- **Stated problem**
Locate every line in the records below that contains the word "outline" and copy each one. Case counts.

- **Records from an annotation dataset**

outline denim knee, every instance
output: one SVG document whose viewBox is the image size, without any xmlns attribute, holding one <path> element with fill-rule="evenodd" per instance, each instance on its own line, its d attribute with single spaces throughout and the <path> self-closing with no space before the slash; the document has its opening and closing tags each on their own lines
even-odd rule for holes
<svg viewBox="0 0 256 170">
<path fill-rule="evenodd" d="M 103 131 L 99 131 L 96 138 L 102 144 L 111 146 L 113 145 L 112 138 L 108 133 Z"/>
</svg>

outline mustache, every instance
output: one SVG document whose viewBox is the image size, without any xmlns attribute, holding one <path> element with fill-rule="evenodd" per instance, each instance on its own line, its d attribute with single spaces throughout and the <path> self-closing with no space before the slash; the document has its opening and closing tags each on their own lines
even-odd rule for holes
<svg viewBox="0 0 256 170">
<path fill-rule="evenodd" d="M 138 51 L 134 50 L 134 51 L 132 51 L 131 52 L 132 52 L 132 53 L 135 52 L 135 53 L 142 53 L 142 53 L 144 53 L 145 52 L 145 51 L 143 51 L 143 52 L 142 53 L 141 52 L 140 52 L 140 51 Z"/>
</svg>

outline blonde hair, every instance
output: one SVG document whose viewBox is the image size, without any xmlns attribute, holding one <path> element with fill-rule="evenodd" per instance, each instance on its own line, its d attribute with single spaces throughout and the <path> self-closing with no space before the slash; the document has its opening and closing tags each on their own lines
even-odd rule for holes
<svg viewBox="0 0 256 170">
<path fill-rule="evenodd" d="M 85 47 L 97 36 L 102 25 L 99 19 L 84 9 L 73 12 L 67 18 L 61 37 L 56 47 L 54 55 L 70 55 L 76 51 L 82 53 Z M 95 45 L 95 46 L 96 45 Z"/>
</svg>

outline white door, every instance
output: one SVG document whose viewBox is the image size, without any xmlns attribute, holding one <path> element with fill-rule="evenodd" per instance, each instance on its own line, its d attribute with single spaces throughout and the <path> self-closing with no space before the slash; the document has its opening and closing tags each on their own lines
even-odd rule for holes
...
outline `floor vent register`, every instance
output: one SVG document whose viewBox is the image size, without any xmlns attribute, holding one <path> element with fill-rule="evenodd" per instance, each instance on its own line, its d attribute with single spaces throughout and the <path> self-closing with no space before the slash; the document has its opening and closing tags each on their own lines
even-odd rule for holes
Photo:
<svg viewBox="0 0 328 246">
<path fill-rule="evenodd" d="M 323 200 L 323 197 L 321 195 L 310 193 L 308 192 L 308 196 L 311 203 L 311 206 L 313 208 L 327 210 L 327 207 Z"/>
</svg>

- **Response to the task**
outline denim knee, every instance
outline mustache, every instance
outline blonde hair, every instance
outline white door, every instance
outline `floor vent register`, every instance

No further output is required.